» **What is expected**:
Your task is to print the material below exactly as presented.

"""

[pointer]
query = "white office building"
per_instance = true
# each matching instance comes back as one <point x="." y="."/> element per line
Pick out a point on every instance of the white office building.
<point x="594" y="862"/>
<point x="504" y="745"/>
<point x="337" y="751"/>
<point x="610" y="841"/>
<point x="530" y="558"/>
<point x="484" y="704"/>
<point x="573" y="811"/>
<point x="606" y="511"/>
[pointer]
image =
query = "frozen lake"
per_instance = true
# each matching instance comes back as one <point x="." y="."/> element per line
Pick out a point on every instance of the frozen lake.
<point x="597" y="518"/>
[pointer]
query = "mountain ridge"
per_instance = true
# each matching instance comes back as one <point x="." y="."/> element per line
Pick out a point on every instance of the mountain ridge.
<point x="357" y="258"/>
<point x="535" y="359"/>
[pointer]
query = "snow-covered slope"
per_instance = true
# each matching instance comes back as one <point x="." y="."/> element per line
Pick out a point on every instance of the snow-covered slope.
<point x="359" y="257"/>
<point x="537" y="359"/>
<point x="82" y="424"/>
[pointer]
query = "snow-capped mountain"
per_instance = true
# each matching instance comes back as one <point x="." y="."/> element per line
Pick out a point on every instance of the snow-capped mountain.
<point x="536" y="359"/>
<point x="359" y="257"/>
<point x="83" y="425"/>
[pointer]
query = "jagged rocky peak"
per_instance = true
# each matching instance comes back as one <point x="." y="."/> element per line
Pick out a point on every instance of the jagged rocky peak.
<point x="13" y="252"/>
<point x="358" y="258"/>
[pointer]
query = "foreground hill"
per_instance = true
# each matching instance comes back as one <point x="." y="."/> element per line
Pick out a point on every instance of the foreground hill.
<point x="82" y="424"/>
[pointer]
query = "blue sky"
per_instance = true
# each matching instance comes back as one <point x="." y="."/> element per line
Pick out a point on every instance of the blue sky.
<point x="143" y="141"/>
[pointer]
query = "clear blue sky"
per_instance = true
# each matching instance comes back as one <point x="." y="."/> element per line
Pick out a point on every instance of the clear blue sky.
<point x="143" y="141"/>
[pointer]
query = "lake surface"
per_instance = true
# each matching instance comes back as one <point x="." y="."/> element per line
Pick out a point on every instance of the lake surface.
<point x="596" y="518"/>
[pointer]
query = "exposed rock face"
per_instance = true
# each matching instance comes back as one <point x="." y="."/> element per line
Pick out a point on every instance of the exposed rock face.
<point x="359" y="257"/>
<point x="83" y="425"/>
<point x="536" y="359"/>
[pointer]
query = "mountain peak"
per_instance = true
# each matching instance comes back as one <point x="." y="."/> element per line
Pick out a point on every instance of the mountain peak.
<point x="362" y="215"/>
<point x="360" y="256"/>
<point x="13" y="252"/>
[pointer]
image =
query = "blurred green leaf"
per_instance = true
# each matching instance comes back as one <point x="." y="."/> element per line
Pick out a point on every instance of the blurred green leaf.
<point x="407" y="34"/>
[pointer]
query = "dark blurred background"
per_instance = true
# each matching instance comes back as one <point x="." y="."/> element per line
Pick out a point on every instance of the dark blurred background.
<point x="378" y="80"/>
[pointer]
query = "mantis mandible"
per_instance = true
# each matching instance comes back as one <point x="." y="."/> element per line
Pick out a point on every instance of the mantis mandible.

"""

» **Correct output**:
[pointer]
query = "white office building"
per_instance = true
# each matching instance comes back as one <point x="." y="."/> element per line
Pick out a point on every instance of the white office building.
<point x="594" y="862"/>
<point x="504" y="745"/>
<point x="337" y="751"/>
<point x="610" y="841"/>
<point x="530" y="558"/>
<point x="484" y="704"/>
<point x="573" y="811"/>
<point x="606" y="511"/>
[pointer]
image =
query = "frozen lake"
per_instance = true
# each matching instance comes back as one <point x="." y="."/> element per line
Pick out a point on every instance of the frozen lake.
<point x="597" y="518"/>
[pointer]
query = "mountain ridge"
per_instance = true
# each matching instance comes back as one <point x="." y="."/> element per line
Pick out a point on every instance of the mountain ridge.
<point x="357" y="258"/>
<point x="535" y="359"/>
[pointer]
query = "snow-covered slope"
per_instance = true
# each matching instance comes back as one <point x="." y="."/> element per line
Pick out a point on every instance of the snow-covered slope.
<point x="359" y="257"/>
<point x="537" y="359"/>
<point x="82" y="424"/>
[pointer]
query = "snow-capped mountain"
per_instance = true
# each matching instance comes back as one <point x="." y="."/> element per line
Pick out a point on every instance of the snow-capped mountain.
<point x="536" y="359"/>
<point x="359" y="257"/>
<point x="83" y="425"/>
[pointer]
query = "jagged rocky peak"
per_instance = true
# each matching instance comes back as one <point x="." y="."/> element per line
Pick out a point on every instance of the jagged rocky peak.
<point x="13" y="252"/>
<point x="358" y="258"/>
[pointer]
query = "foreground hill"
per_instance = true
# each matching instance comes back as one <point x="." y="."/> element per line
Pick out a point on every instance of the foreground hill.
<point x="82" y="424"/>
[pointer]
query = "blue sky"
per_instance = true
# each matching instance comes back as one <point x="." y="."/> element per line
Pick out a point on every instance of the blue sky.
<point x="143" y="141"/>
[pointer]
query = "clear blue sky"
per_instance = true
# each matching instance comes back as one <point x="." y="."/> element per line
Pick out a point on every instance of the clear blue sky.
<point x="143" y="141"/>
[pointer]
query = "lake surface"
per_instance = true
# each matching instance comes back as one <point x="." y="."/> element per line
Pick out a point on every instance of the lake surface.
<point x="596" y="518"/>
[pointer]
query = "exposed rock face"
per_instance = true
# each matching instance comes back as one <point x="." y="."/> element per line
Pick out a point on every instance of the exposed rock face.
<point x="359" y="257"/>
<point x="83" y="425"/>
<point x="536" y="359"/>
[pointer]
query = "mountain peak"
per_instance = true
# each matching instance comes back as one <point x="." y="."/> element per line
Pick out a point on every instance of the mountain peak.
<point x="362" y="215"/>
<point x="360" y="256"/>
<point x="13" y="252"/>
[pointer]
image =
query = "blurred green leaf"
per_instance = true
# each matching instance comes back as one <point x="." y="."/> element per line
Pick out a point on every instance of the blurred green leaf.
<point x="407" y="34"/>
[pointer]
query = "dark blurred background"
per_instance = true
# each matching instance comes back as one <point x="." y="."/> element per line
Pick out a point on every instance of the dark blurred background.
<point x="378" y="80"/>
[pointer]
query = "mantis mandible"
per_instance = true
# each matching instance comes back as one <point x="." y="."/> element per line
Pick out a point on every instance of the mantis mandible.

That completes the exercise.